Extracted material:
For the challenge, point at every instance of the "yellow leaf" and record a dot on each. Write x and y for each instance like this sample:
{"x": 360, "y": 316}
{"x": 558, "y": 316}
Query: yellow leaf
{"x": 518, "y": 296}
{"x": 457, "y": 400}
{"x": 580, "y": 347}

==

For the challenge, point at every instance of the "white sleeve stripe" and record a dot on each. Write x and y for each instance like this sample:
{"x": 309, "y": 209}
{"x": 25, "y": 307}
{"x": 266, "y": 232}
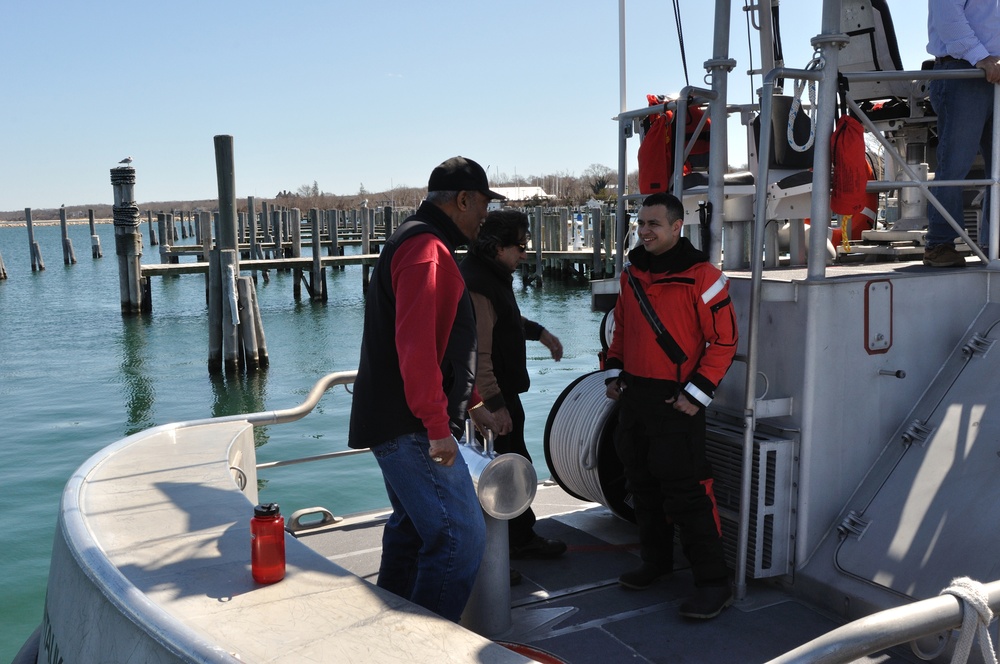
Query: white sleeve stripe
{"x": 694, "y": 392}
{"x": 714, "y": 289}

Work instructions: Which lines of the listing include the string "each"? Pull them out.

Exercise result:
For the challenge, point at every instance of the "yellow leaf" and record a dot on each. Write x and y for each instance like this sample:
For the challenge, point at every instance of the "white sleeve stripe" and record a dot on each. Write x and y for each instance like this sample:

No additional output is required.